Write out the records below word for word, and leave the pictures out of your answer.

┌────────

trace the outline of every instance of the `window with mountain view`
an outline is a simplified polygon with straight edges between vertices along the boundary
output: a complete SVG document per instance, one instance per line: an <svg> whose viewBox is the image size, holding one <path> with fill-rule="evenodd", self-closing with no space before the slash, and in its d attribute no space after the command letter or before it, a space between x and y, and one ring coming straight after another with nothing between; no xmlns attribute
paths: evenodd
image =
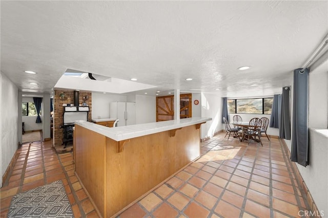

└────────

▶ _EXERCISE ANSWER_
trace the outline of every instance of the `window with mountain view`
an outline is a simplified polygon with straight edges between vertices along the boundary
output: a complete SVG document per instance, one instance per line: an <svg> whose viewBox is the image size, holding one <path> with fill-rule="evenodd", self-closing with no space before the slash, and in its d attribute no space after the command letter or before it, a space between x and y, and one ring coming straight after another with nothing between; no xmlns attribute
paths: evenodd
image =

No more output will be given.